Find the line that contains "the man wearing"; then retype it and each line after it, exactly, through the final line of the data below.
## Begin
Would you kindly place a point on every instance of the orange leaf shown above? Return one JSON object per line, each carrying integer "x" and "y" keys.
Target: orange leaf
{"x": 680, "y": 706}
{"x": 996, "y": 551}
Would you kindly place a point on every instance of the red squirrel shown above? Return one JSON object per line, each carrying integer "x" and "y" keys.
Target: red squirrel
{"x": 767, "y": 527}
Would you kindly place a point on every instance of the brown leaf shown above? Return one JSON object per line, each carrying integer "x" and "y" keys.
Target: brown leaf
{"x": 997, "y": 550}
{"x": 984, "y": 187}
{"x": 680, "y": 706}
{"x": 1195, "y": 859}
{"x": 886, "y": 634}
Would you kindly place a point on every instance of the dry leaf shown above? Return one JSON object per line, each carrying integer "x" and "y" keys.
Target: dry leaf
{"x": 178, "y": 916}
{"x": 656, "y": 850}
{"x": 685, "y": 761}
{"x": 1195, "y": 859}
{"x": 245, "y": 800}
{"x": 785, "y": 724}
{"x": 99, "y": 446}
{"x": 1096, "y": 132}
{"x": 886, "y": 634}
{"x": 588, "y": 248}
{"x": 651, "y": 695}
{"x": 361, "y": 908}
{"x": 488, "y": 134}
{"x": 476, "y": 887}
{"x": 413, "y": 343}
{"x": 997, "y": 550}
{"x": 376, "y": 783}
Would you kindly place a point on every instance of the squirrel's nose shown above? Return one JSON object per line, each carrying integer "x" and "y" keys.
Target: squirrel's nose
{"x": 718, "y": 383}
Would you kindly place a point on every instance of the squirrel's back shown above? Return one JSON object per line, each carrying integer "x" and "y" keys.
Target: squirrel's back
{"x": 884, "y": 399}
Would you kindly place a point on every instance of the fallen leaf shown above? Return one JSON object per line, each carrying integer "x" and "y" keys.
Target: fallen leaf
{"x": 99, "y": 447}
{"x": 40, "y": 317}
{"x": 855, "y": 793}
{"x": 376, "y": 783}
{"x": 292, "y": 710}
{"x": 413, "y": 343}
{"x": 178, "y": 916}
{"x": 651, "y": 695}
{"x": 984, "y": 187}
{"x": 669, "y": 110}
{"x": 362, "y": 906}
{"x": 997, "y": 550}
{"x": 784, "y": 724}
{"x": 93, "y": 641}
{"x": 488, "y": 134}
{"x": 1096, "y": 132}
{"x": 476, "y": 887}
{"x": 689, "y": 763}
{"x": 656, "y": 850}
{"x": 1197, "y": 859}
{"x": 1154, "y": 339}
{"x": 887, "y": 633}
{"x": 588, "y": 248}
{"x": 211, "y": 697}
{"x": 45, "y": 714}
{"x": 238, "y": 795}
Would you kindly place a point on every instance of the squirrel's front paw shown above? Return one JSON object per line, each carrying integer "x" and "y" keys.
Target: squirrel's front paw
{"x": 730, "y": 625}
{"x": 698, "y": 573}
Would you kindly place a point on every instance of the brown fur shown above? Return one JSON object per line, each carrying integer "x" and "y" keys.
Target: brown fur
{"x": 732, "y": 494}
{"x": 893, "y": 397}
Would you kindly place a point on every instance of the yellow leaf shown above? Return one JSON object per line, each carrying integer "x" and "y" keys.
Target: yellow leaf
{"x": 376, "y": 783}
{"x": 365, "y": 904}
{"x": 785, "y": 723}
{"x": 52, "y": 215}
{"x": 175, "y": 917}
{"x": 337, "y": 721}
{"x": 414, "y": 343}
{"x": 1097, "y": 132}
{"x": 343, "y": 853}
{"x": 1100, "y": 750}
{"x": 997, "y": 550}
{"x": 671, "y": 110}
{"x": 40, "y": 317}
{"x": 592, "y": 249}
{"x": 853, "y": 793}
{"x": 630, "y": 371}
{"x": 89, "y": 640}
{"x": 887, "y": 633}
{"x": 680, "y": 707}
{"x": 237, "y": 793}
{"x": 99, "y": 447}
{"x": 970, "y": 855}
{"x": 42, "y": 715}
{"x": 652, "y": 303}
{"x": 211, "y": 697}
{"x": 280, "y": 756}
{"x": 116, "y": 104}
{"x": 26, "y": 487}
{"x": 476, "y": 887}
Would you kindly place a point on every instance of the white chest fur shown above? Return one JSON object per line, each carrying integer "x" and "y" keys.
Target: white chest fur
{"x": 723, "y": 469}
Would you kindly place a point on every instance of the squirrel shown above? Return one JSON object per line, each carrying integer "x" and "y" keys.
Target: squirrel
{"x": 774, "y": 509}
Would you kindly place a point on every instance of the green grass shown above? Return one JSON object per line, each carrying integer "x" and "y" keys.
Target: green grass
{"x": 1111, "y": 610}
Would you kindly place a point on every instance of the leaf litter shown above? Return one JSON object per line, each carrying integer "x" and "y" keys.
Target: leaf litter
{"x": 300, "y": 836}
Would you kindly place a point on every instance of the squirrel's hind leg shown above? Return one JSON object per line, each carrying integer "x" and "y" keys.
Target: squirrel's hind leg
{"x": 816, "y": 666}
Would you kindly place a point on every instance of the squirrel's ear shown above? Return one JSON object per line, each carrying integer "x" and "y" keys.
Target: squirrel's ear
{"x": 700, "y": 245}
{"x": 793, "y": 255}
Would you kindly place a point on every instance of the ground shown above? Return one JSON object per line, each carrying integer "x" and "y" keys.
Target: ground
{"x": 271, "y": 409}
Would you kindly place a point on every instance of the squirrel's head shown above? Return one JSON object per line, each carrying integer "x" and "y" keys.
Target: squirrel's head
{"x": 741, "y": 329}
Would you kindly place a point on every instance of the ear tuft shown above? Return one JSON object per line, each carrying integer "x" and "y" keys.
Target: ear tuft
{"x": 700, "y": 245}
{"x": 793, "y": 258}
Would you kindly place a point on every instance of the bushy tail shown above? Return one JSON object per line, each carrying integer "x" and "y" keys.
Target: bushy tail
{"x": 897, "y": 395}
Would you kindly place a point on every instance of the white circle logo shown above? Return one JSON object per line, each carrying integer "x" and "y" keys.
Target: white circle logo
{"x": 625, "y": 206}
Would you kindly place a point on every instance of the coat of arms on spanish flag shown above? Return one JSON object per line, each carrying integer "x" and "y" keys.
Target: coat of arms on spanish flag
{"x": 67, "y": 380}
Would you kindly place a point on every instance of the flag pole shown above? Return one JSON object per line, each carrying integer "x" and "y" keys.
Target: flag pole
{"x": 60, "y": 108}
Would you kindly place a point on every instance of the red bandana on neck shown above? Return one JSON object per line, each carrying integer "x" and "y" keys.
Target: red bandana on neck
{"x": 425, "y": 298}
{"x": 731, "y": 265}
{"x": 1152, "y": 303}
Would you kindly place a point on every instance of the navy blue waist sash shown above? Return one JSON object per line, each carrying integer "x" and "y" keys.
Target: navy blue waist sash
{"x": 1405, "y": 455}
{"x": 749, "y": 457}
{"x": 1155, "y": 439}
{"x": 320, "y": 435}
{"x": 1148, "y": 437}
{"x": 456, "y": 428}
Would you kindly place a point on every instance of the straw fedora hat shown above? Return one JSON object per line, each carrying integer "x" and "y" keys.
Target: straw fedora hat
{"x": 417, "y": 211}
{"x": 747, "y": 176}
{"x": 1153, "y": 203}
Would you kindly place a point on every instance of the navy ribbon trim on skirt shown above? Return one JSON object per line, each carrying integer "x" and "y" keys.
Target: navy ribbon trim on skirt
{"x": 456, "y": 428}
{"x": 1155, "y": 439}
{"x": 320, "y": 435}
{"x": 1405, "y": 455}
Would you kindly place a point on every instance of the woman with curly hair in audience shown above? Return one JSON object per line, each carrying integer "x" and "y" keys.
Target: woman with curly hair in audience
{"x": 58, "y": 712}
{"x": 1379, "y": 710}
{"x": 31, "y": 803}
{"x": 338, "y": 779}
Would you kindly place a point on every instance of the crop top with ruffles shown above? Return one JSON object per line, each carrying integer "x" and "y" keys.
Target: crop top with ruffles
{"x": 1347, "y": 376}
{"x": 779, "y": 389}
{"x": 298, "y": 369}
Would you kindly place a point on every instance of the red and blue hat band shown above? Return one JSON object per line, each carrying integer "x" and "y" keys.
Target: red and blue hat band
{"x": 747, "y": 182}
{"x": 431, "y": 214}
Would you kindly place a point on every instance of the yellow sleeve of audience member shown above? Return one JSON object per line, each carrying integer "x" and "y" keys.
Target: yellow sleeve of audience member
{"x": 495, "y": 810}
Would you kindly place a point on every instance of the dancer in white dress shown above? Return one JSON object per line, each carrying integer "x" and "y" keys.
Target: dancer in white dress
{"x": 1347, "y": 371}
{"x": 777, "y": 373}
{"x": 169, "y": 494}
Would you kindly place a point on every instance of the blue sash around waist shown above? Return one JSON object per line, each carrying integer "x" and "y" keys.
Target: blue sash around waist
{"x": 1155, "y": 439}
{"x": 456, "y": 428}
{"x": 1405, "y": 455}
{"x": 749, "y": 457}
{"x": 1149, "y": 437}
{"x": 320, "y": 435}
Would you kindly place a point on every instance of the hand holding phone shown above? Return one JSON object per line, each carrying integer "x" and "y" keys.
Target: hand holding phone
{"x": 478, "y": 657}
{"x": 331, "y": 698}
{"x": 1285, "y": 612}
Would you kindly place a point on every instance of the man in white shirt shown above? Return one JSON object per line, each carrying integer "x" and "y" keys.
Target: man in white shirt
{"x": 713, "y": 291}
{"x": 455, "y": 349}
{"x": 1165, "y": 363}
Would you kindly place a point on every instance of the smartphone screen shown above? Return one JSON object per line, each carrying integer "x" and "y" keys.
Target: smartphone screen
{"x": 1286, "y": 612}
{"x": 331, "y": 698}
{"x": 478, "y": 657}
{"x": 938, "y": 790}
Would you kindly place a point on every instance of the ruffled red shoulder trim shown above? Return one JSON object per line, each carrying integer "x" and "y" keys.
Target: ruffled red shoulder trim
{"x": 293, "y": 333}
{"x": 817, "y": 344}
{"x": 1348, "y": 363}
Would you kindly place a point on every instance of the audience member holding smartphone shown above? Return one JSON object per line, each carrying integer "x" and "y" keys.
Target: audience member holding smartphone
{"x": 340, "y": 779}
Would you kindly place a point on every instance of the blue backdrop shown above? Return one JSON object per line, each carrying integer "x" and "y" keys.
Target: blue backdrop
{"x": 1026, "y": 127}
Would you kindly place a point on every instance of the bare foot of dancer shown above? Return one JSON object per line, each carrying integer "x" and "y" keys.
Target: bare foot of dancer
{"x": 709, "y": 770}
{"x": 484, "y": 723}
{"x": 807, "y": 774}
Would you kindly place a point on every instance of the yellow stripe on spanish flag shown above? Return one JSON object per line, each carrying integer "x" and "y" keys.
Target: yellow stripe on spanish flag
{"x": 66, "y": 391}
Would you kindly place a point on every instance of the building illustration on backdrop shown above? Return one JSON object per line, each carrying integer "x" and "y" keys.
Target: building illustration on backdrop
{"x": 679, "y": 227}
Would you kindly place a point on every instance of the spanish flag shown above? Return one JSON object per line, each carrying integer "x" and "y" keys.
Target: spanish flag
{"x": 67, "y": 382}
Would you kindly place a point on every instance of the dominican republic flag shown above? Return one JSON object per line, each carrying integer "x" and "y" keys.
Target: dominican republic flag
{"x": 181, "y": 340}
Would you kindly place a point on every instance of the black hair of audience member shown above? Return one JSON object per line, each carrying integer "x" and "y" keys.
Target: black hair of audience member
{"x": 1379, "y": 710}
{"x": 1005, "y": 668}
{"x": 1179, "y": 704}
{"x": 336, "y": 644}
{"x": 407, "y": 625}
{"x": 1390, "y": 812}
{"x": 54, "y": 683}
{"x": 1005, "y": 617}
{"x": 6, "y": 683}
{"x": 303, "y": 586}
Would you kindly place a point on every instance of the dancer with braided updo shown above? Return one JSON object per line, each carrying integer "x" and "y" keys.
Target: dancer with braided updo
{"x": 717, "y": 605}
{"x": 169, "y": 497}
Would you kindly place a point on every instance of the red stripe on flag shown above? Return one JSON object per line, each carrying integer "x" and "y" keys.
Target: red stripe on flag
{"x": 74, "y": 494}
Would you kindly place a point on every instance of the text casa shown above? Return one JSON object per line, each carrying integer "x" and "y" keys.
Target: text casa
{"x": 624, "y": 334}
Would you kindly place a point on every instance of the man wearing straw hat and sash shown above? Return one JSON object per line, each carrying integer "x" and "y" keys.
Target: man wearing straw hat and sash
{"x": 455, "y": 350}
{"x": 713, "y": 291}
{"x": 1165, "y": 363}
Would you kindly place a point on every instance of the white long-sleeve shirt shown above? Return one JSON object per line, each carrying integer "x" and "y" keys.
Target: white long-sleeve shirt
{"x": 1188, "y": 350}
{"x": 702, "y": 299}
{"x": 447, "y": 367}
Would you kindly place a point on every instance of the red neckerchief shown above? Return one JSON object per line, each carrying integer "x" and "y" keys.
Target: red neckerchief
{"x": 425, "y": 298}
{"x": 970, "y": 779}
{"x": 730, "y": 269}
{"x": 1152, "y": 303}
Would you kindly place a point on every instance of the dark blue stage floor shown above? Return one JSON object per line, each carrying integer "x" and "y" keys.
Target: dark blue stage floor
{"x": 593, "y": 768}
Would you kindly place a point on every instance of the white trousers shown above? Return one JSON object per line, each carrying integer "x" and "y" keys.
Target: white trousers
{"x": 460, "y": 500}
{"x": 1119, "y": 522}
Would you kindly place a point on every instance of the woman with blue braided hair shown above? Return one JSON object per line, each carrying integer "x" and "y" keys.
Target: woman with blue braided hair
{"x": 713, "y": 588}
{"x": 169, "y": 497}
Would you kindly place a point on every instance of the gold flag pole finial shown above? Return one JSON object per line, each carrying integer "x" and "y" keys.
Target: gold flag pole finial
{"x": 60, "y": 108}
## End
(Solved problem)
Would you kindly place a point on every instance of the man wearing straw hat and sash shown above? Return one JSON object per line, each carrying integer "x" and "y" keys.
Target: man wearing straw hat and sash
{"x": 455, "y": 350}
{"x": 713, "y": 291}
{"x": 1165, "y": 363}
Would you kindly place a point on every instance of the white long-sleeve shirt shown above? Return one JSON object per line, each carrying integer "x" and "y" keys.
Target: white long-sleeve shirt
{"x": 1188, "y": 350}
{"x": 702, "y": 299}
{"x": 447, "y": 367}
Would you kindly place a point on every instance of the red neckerchief shown above? Return one JSON object per line, each carrying integer "x" and "y" keys.
Target: red neckerchief
{"x": 425, "y": 298}
{"x": 970, "y": 779}
{"x": 730, "y": 269}
{"x": 1152, "y": 303}
Would you kindly place a point on every instance of the dark blue stage floor shown above? Return one JSON object per line, each carrying integer "x" and "y" keys.
Target: dark blue stage floor
{"x": 593, "y": 768}
Would you kindly place a point on every instance of the white trousers shown above? Return one JSON object per line, each carrying integer "x" and "y" keys.
Target: white trousers
{"x": 460, "y": 500}
{"x": 1119, "y": 522}
Would you kindly place a point on every instance of the woman with blue braided hair shown above? Return one JSON object per line, each carrying integer "x" and "y" keys.
Target: woman with blue braided hair
{"x": 713, "y": 588}
{"x": 169, "y": 497}
Would you kindly place a point on every instance of the gold flag pole finial shown above? Return one JSON object per line, each carrying integer "x" and "y" keys.
Target: gold flag pole finial
{"x": 60, "y": 108}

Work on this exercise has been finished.